Stored items from a collection
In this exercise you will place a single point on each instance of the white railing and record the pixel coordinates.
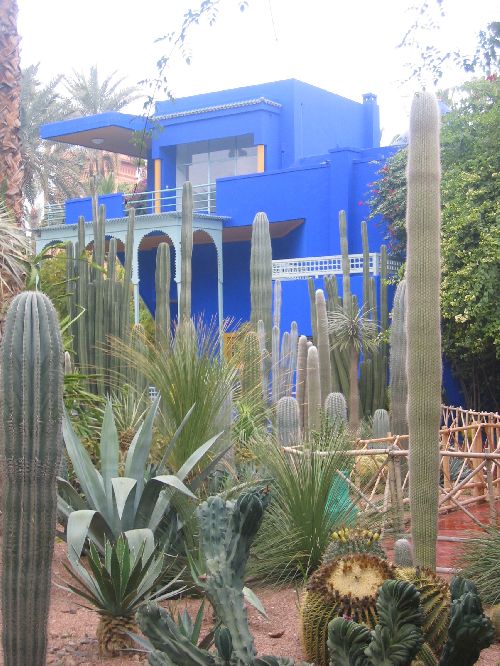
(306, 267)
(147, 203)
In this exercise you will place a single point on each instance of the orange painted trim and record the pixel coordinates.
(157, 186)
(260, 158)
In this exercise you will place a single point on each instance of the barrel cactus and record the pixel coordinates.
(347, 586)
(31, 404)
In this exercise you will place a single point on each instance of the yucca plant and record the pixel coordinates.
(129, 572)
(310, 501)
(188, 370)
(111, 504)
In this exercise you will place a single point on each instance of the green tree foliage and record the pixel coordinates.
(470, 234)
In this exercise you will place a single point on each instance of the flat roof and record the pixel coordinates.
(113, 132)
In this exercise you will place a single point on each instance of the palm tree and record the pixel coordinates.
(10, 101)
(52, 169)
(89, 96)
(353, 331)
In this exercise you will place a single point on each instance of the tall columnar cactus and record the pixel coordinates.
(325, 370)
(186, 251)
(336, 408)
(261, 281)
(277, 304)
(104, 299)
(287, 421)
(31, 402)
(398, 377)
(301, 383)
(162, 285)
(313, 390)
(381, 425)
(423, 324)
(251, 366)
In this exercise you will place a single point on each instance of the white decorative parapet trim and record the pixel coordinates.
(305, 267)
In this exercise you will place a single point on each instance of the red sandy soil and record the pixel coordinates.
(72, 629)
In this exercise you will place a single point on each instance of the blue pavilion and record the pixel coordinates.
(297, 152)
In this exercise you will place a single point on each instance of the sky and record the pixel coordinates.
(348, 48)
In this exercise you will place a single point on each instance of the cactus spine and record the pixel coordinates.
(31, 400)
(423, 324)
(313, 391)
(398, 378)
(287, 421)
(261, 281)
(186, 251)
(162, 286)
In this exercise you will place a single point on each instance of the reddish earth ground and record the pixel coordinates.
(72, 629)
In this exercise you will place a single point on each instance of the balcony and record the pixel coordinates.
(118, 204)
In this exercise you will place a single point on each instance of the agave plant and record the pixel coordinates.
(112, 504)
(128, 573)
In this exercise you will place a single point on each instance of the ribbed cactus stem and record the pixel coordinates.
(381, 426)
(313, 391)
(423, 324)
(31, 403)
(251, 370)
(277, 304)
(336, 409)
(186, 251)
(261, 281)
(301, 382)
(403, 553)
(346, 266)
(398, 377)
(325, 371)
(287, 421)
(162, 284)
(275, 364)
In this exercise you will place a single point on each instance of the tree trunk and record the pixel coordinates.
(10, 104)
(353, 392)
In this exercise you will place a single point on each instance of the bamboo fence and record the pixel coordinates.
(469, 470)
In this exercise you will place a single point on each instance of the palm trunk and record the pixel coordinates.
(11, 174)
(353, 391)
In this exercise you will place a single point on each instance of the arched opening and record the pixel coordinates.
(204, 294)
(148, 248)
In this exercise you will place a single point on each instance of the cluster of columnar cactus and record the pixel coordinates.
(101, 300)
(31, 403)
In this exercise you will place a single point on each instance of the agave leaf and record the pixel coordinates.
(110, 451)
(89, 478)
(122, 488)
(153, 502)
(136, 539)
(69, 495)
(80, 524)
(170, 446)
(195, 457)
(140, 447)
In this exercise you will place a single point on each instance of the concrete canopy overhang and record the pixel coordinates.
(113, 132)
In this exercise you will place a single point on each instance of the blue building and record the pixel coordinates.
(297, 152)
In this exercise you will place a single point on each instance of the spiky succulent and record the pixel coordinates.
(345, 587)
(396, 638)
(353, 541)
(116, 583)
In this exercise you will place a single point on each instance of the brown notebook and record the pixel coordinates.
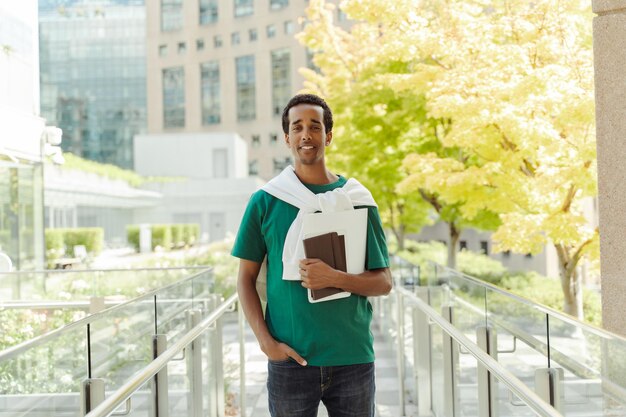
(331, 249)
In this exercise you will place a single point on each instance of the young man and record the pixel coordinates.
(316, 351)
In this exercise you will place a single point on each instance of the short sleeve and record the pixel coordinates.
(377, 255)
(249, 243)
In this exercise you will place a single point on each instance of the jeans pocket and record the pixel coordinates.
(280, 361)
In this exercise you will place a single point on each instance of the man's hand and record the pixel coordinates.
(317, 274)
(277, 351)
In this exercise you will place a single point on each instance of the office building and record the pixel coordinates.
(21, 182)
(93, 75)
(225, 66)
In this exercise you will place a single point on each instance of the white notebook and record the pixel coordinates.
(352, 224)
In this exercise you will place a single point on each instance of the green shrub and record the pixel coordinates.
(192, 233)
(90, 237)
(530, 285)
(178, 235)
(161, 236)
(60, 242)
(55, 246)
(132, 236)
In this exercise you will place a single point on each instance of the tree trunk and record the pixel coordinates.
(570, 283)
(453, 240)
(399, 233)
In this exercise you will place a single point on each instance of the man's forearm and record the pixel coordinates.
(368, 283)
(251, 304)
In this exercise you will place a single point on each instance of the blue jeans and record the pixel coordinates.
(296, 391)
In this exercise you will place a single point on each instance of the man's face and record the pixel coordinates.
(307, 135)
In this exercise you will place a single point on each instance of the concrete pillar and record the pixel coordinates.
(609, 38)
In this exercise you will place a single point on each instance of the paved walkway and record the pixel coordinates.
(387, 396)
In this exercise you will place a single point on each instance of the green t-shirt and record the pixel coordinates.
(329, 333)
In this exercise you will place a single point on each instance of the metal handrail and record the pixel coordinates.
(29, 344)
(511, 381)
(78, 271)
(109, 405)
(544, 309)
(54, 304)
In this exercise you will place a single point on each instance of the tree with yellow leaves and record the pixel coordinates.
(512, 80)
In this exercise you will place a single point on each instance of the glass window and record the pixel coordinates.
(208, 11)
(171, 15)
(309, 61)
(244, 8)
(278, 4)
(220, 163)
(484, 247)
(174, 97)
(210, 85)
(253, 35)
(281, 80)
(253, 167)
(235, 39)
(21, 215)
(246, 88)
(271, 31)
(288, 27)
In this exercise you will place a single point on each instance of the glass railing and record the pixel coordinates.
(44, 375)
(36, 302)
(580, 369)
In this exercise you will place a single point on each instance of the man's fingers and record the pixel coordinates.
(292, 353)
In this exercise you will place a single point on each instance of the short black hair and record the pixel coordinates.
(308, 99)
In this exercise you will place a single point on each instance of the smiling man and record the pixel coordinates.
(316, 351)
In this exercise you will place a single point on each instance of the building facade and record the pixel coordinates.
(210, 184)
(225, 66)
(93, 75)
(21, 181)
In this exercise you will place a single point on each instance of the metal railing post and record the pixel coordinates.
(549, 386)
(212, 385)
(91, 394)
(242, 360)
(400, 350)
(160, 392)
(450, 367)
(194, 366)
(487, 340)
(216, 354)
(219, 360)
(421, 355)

◆ **OBJECTIVE**:
Without including any pictures, print all of the material exactly as given.

◆ **TASK SOLUTION**:
In this exercise you will place a single point on each instance of the white railing and record the pixel coordinates.
(306, 267)
(147, 203)
In this exercise you will place a single point on each instance of the orange painted trim and record the pixel coordinates.
(157, 186)
(260, 158)
In this exercise you will place a single point on each instance of the barrel cactus and record the pixel coordinates.
(347, 586)
(31, 404)
In this exercise you will place a single point on each instance of the yucca plant and record the pixel coordinates.
(129, 572)
(310, 501)
(188, 370)
(111, 504)
In this exercise you will place a single point on each instance of the green tree foliage and record the pixel coordinates.
(470, 234)
In this exercise you will place a single point on each instance of the flat roof and record the pixel coordinates.
(113, 132)
In this exercise you will place a single point on each instance of the palm tree and record the pixel coordinates.
(10, 101)
(52, 169)
(89, 96)
(353, 331)
In this exercise you will place a single point on each instance of the tall columnar cactus and record the pixel coordinates.
(325, 370)
(186, 251)
(336, 408)
(261, 281)
(277, 304)
(104, 299)
(287, 421)
(31, 402)
(398, 377)
(301, 383)
(162, 285)
(313, 390)
(381, 425)
(423, 324)
(251, 366)
In this exercise you will place a single point on each instance of the white decorative parapet trim and record the pixel coordinates.
(305, 267)
In this exercise you will place a single point on each instance of the red sandy soil and record the pixel coordinates.
(72, 629)
In this exercise you will place a single point on each instance of the blue pavilion and record the pixel coordinates.
(297, 152)
In this exercise you will place a single point on each instance of the sky and record the pixel coordinates.
(348, 48)
In this exercise you will place a single point on each instance of the cactus spine and record the pixel coordinates.
(31, 400)
(423, 324)
(313, 391)
(398, 378)
(287, 421)
(261, 281)
(186, 251)
(162, 286)
In this exercise you will place a single point on each instance of the reddish earth ground and record the pixel coordinates.
(72, 629)
In this exercise you will place a single point on each instance of the balcony and record the pixel coordinates.
(118, 204)
In this exercise you will place a single point on each instance of the agave plant and record the pixel coordinates.
(112, 504)
(128, 573)
In this exercise you will place a single point on each instance of the ribbed cactus stem and record the pixel coordinates.
(381, 426)
(313, 391)
(423, 324)
(31, 403)
(251, 370)
(277, 304)
(336, 409)
(186, 251)
(261, 281)
(301, 382)
(403, 553)
(346, 266)
(398, 377)
(325, 371)
(287, 421)
(162, 284)
(275, 364)
In this exercise you will place a single point on each instance of the tree trunk and record the pixel coordinates.
(10, 104)
(353, 392)
In this exercise you will place a single point on each instance of the bamboo fence and record the pixel coordinates.
(469, 470)
In this exercise you will place a single point on each instance of the palm trunk and record the pixel coordinates.
(11, 174)
(353, 391)
In this exercise you will place a single point on each instance of the arched opening and record the pixel coordinates.
(204, 294)
(148, 248)
In this exercise you will place a single point on each instance of the cluster of columnar cactus and record the pixel coordinates.
(101, 300)
(31, 403)
In this exercise you will place a single point on each instance of the agave leaf and record the pixel coordinates.
(110, 451)
(89, 478)
(122, 488)
(153, 502)
(136, 539)
(69, 495)
(80, 524)
(170, 446)
(195, 457)
(140, 447)
In this exercise you will place a single point on each instance of the concrete canopy overhang and record the pixel coordinates.
(113, 132)
In this exercise you will place a single point on each instance of the blue building and record the pixel coordinates.
(297, 152)
In this exercise you will place a single point on each instance of the spiky succulent and record the pixel coordinates.
(345, 587)
(396, 638)
(353, 541)
(116, 583)
In this exercise you will place a single point on each instance of the brown notebook and record the pixel coordinates.
(331, 249)
In this exercise you will place a single point on each instance of the young man and record the pixel coordinates.
(316, 351)
In this exercise you will place a single point on each instance of the short sleeve and record the pixel coordinates.
(377, 255)
(249, 243)
In this exercise you will place a single point on each instance of the jeans pocket and record the pixel coordinates.
(280, 361)
In this exercise you will place a single point on each instance of the man's hand and record the pixel coordinates.
(317, 274)
(277, 351)
In this exercise you will place a single point on each instance of the office building and record the pixel coordinates.
(21, 182)
(93, 75)
(225, 66)
In this exercise you will place a single point on each instance of the white notebook and record the pixel coordinates.
(352, 224)
In this exercise you will place a single point on each instance of the green shrub and record the pixel coordinates.
(192, 233)
(90, 237)
(530, 285)
(178, 235)
(161, 236)
(60, 242)
(55, 246)
(132, 236)
In this exercise you will place a single point on each instance of the tree trunk and record the pixel coordinates.
(570, 283)
(453, 240)
(399, 233)
In this exercise you will place a single point on each instance of the man's forearm and record the pixel coordinates.
(368, 283)
(251, 304)
In this exercise you will place a single point on each instance of the blue jeans and record the pixel coordinates.
(296, 391)
In this exercise you will place a single point on each instance of the man's face and record the pixel coordinates.
(307, 135)
In this exercise you will place a single point on each instance of the concrete pillar and record the pixel coordinates.
(609, 38)
In this exercise you will place a single point on each instance of the paved walkway and record the pixel coordinates.
(387, 396)
In this exercise you will place a single point on each instance of the green t-shirt and record the pixel coordinates.
(329, 333)
In this exercise you will place a single point on each instance of the metal handrail and record the pixel coordinates.
(29, 344)
(511, 381)
(78, 271)
(109, 405)
(544, 309)
(54, 304)
In this exercise you will place a single point on each instance of the tree with yellow leaves and record the pixel coordinates.
(512, 80)
In this exercise you will place a single point on each instance of the glass window and record the pixel coordinates.
(208, 11)
(171, 15)
(309, 61)
(244, 8)
(278, 4)
(220, 163)
(484, 247)
(174, 97)
(210, 85)
(253, 35)
(281, 80)
(253, 167)
(235, 39)
(21, 215)
(246, 88)
(271, 31)
(288, 27)
In this exercise you will place a single point on each instance of the glass railing and record the pixel coordinates.
(44, 375)
(36, 302)
(580, 369)
In this exercise you will place a single point on each instance of the man's fingers and record the pixel coordinates.
(292, 353)
In this exercise you will place a single point on each instance of the short black hair and record the pixel coordinates.
(308, 99)
In this exercise you will place a single point on each instance of the smiling man and record the pixel coordinates.
(316, 351)
In this exercise you will place a single point on each instance of the building facade and record the pixel coordinates.
(210, 184)
(225, 66)
(93, 75)
(21, 181)
In this exercise you will place a single point on each instance of the metal railing post and record the pixel coordinates.
(549, 386)
(212, 385)
(91, 394)
(242, 360)
(400, 350)
(160, 392)
(450, 367)
(194, 366)
(487, 340)
(216, 354)
(219, 360)
(421, 355)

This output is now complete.